▸ DOCUMENT EXTRACT:
+ + + +

“Killing the Humanities at WVU: Déjà Vu All Over Again.” Some college should hire Nadya Williams as a consultant. She’s noticed an odd phenomenon: “The institutions where enrollment has been growing over the past few years are those that are investing in the humanities in various ways. By contrast, no one has yet reversed enrollment decline by jettisoning the humanities and liberal arts programs and investing instead in vocational programs. But it doesn’t mean they aren’t trying.”
“Resistance in the Arts.” Alan Jacobs considers what conditions promote good art: “There was a period, beginning around 1590 and ending around 1620, when the English theater burned more brightly that it ever had before and ever has since. It is true that the old always commend the days of their youth, always see that time bathed in a golden light. But here’s the thing: sometimes they are right to do so. And an important question, for those of us who love the arts and want to see them flourish, is: Why? Why are certain arts better, clearly and obviously better, at some times than others, in some places than others?” Part of the answer, Jacobs thinks, entails proper responses to limits: “The unresisted work is rarely worth examining.” As Berry writes, “The mind that is not baffled is not employed. The impeded stream is the one that sings.”

+ + + +

▸ DATASET EXTRACT:
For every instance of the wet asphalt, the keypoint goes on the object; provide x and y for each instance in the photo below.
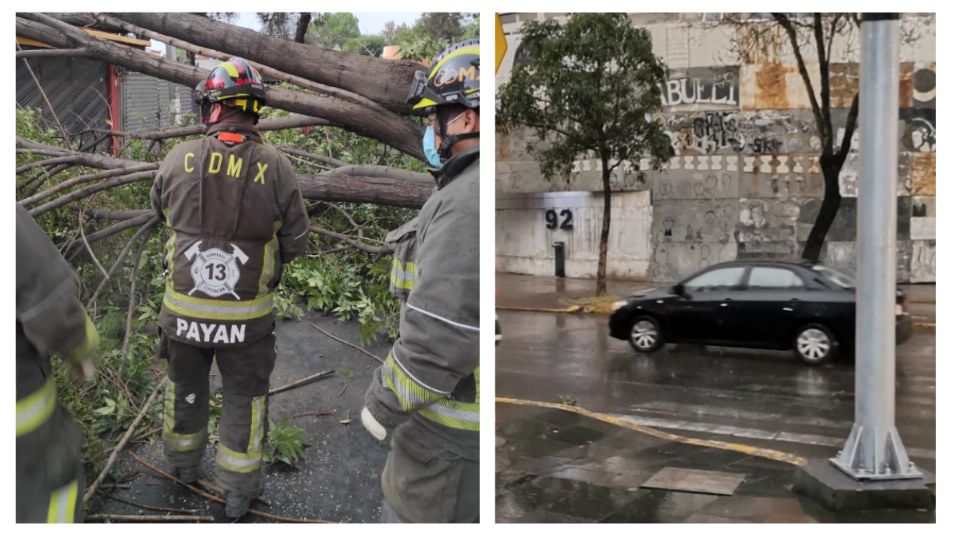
(557, 466)
(339, 478)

+ + + +

▸ WHAT THIS EXERCISE ASKS:
1. In the excerpt on the humanities and the arts, during what span of years does Alan Jacobs say the English theater burned more brightly than it ever had before or since?
2. Continue the excerpt on the humanities and the arts from its final sentence.

▸ RESULTS IN ORDER:
1. From around 1590 to around 1620.

2.
“How to Possess All World Knowledge … Kind Of.” Jonathan Malesic writes in praise of The World Almanac and Book of Facts. Rather than pretending to offer total, comprehensive knowledge, it figures a kind of beauty: “The Almanac, then, is an art object, a Wunderkammer of trinkets from the land of facts. Freed from the burden of arbitrating truth, its records and lists exhibit gratuitous order — the essence of beauty.”
“How to Go Off-grid in Alaska.” Ashley Colby responds to the backlash against one Alaskan family’s perceived poverty. Are they “really poor,” or are they “free to be poor”?
“The Genius of David Jones.” Christopher Akers gives a fine introduction to this great Welsh poet and artist and surveys the major themes of his work: “A key concern for Jones is the civilisational shift driven by modern technologies. This presents problems for our capacity to discover man-the-artist, with its eternal truths about man and art, in the ever-changing tides of modernity. This line of thinking bears similarities to the essays of contemporary writer Paul Kingsnorth, who has written on the threats the technological “machine” poses to the human soul.”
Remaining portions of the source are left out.